## Start The input
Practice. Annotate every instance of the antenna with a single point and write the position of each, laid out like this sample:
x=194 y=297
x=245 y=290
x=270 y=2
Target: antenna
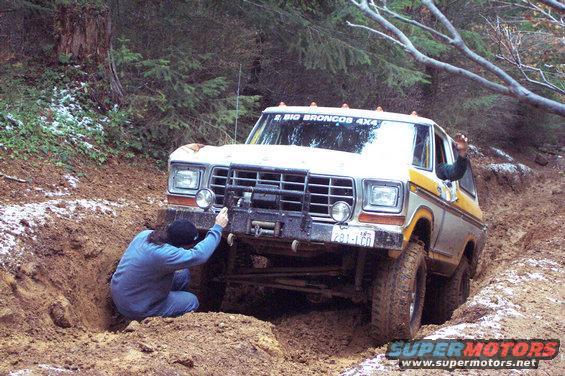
x=237 y=103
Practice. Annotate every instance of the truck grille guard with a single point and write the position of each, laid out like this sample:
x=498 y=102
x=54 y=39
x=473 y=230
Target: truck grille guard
x=280 y=189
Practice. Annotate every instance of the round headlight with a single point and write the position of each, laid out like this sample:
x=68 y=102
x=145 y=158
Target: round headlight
x=205 y=198
x=340 y=211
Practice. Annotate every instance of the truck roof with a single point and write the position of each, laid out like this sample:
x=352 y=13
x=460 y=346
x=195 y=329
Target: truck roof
x=380 y=115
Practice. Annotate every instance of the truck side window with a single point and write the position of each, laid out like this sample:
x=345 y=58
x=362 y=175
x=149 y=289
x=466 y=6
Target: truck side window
x=422 y=146
x=440 y=151
x=467 y=182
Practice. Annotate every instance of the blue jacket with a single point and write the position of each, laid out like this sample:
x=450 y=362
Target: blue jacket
x=144 y=276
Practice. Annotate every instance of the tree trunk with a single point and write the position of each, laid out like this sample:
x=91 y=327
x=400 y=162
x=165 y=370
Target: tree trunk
x=84 y=34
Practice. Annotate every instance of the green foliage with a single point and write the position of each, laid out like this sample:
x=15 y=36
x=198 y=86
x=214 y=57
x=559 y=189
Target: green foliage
x=178 y=102
x=51 y=119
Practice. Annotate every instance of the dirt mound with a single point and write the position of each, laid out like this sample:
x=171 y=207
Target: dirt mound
x=56 y=315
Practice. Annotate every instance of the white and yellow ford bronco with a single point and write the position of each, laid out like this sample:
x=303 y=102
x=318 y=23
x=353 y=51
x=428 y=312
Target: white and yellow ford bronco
x=337 y=202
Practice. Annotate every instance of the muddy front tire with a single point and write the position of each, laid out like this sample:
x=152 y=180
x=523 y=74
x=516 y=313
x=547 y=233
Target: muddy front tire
x=210 y=293
x=398 y=295
x=446 y=294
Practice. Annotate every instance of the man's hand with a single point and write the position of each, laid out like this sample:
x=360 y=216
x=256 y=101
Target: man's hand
x=193 y=147
x=462 y=144
x=222 y=218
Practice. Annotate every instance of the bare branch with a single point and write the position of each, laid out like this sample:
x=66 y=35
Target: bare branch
x=380 y=33
x=508 y=86
x=12 y=178
x=558 y=6
x=414 y=23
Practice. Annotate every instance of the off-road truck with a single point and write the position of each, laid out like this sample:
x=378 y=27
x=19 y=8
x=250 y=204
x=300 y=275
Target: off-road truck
x=336 y=202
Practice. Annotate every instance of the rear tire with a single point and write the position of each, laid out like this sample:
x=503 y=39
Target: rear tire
x=446 y=294
x=398 y=295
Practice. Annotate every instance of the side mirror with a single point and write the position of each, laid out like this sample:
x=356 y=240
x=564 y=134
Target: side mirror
x=449 y=191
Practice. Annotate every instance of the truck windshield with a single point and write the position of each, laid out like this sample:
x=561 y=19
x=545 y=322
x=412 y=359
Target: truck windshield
x=374 y=138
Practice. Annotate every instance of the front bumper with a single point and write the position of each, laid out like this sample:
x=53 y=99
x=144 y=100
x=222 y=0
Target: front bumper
x=279 y=226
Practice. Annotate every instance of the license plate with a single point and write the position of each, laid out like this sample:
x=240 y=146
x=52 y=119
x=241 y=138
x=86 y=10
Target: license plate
x=353 y=235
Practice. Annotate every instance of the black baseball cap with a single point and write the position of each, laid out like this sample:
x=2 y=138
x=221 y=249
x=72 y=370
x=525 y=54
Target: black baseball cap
x=182 y=232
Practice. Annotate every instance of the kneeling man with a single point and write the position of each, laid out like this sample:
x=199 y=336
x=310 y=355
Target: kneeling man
x=152 y=275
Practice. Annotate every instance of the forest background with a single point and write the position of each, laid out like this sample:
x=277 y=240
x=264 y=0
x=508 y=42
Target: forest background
x=96 y=79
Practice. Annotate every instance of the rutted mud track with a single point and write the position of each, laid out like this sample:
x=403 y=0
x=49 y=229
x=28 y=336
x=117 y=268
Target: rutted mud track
x=56 y=316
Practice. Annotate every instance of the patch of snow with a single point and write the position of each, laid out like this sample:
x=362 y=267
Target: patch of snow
x=58 y=193
x=11 y=118
x=21 y=372
x=372 y=366
x=17 y=220
x=502 y=154
x=66 y=117
x=72 y=180
x=524 y=169
x=557 y=301
x=509 y=168
x=543 y=263
x=475 y=150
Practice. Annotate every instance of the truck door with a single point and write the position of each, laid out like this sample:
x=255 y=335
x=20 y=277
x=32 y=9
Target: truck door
x=451 y=227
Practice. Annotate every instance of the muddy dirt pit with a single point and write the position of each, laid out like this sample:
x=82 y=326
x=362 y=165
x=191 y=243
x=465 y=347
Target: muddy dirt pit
x=56 y=315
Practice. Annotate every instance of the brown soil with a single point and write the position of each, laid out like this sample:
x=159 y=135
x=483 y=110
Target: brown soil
x=56 y=315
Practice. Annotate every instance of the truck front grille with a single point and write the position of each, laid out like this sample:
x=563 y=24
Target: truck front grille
x=324 y=190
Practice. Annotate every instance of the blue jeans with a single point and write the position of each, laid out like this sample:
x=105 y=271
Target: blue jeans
x=179 y=300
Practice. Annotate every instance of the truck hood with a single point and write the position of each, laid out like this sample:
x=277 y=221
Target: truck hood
x=318 y=161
## End The input
— Exercise —
Rewrite the entries from the line containing "Practice. Annotate every instance of the license" through the line containing "x=182 y=232", both lines included, keeping every line and its wording. Multiply each answer coordinate by 2.05 and round to the nearest whole number, rounding halves up; leave the coordinates in the sample lines unchanged.

— Answer to this problem —
Practice. Annotate every instance of the license plate with a single point and write the position of each, laid out like this sample:
x=240 y=146
x=52 y=119
x=241 y=138
x=86 y=10
Target: license plate
x=724 y=482
Practice. Annotate every instance of the black baseball cap with a single point and write the position of each, laid out like this sample:
x=2 y=138
x=221 y=249
x=72 y=370
x=525 y=54
Target: black baseball cap
x=373 y=476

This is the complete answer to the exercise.